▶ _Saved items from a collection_
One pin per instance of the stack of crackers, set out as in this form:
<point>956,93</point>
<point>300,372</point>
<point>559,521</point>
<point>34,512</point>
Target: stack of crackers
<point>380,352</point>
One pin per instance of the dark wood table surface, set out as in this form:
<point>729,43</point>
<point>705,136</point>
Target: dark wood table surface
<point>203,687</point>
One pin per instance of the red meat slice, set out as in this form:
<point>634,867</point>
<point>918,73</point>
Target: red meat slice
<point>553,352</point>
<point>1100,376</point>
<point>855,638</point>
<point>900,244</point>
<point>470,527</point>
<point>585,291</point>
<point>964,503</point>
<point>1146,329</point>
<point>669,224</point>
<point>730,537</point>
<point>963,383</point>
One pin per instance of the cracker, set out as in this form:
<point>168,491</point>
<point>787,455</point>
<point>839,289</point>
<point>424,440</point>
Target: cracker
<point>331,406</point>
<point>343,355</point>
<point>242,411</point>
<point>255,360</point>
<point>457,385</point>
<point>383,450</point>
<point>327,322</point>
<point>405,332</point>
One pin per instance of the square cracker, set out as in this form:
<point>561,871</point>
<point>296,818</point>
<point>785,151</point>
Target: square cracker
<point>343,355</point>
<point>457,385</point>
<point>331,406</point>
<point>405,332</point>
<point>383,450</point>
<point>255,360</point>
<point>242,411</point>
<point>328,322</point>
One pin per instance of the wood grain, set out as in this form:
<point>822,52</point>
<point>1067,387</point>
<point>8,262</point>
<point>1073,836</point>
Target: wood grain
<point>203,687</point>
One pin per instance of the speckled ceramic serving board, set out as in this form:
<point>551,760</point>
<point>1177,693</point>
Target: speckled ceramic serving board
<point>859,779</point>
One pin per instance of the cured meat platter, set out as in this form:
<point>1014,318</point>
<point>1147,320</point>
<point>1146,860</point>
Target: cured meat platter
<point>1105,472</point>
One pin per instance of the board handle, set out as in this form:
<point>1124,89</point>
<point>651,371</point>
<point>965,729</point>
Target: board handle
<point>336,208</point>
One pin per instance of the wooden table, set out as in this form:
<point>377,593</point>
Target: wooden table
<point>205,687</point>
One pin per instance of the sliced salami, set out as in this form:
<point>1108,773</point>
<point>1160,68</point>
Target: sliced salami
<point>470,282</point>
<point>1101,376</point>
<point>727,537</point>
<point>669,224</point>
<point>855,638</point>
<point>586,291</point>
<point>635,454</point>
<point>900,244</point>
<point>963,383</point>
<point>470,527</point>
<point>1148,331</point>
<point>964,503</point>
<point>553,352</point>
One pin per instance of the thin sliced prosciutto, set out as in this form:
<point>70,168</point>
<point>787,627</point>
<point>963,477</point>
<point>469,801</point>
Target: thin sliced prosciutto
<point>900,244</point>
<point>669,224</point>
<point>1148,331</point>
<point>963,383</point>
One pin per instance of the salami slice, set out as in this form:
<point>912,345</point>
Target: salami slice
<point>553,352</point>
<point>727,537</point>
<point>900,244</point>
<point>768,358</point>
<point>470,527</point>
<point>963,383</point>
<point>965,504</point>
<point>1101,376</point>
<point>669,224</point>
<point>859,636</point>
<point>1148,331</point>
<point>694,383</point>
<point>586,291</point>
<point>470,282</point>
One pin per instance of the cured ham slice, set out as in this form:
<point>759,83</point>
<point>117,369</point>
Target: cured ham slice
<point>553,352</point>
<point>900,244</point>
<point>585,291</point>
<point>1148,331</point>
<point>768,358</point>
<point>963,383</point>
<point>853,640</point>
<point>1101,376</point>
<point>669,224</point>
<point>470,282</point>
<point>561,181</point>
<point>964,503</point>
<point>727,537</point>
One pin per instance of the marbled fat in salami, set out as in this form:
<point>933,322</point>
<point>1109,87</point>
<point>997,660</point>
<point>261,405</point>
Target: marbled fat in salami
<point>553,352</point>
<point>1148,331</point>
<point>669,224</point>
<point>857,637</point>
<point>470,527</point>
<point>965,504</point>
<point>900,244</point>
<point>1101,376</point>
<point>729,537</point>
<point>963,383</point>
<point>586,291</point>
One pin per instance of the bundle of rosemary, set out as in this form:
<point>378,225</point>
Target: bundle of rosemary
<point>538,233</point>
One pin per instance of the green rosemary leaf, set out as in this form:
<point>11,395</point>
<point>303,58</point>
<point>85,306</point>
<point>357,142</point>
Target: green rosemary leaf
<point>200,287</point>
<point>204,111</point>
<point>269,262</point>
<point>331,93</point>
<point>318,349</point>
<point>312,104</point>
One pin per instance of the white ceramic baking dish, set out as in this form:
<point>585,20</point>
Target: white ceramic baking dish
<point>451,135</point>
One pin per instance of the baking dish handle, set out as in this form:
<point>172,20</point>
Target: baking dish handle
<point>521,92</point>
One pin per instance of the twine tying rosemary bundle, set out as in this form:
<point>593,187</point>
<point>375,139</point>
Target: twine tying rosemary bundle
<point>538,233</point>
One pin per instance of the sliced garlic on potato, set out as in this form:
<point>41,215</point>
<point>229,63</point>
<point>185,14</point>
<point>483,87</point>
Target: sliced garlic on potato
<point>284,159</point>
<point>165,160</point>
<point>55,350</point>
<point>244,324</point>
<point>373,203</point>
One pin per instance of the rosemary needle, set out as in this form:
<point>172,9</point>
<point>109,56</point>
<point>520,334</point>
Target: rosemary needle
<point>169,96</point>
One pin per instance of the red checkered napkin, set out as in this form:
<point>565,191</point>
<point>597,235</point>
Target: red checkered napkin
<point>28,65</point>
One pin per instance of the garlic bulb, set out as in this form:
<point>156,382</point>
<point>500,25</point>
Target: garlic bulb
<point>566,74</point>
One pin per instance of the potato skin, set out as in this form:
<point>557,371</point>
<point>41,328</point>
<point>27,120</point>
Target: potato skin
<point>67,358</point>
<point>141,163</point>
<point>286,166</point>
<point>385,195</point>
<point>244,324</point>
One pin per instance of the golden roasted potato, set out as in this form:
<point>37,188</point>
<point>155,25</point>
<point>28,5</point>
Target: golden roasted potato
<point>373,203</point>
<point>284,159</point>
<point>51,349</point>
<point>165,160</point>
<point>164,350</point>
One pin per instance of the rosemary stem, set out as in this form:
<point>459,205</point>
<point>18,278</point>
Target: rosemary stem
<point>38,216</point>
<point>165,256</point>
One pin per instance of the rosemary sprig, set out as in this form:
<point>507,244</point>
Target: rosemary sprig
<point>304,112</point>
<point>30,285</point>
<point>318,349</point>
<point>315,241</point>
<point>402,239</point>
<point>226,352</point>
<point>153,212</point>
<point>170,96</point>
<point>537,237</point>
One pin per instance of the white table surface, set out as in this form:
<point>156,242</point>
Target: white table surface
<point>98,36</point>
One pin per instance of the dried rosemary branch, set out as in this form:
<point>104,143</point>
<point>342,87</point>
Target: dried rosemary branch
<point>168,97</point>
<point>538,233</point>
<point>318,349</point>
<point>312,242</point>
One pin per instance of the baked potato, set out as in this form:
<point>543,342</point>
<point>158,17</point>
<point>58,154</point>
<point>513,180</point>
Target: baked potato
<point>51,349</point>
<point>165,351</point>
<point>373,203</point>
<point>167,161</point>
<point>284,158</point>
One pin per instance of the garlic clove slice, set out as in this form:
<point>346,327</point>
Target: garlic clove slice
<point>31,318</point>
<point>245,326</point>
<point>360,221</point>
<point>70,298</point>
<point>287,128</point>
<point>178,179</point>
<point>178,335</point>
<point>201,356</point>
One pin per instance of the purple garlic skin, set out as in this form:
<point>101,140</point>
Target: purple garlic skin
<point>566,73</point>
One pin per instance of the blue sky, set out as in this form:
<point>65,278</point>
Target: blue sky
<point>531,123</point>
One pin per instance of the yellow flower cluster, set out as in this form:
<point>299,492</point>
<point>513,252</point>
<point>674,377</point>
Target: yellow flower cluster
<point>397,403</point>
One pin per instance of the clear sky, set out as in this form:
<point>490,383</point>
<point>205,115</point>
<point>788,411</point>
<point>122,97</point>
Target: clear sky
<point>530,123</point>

▶ _EXERCISE DESCRIPTION_
Present the section that opens with the line containing "One pin per instance of the dried" and closes with the line containing "<point>312,242</point>" as a Markdown table with the columns Row and Line, skipping blank lines. Include only those lines.

▶ _FULL OUTPUT_
| Row | Line |
|---|---|
| 1 | One pin per instance of the dried rosemary branch, set out as in this form: |
| 2 | <point>104,143</point> |
| 3 | <point>342,87</point> |
| 4 | Target: dried rosemary branch |
| 5 | <point>168,97</point> |
| 6 | <point>538,233</point> |
| 7 | <point>318,349</point> |
| 8 | <point>312,242</point> |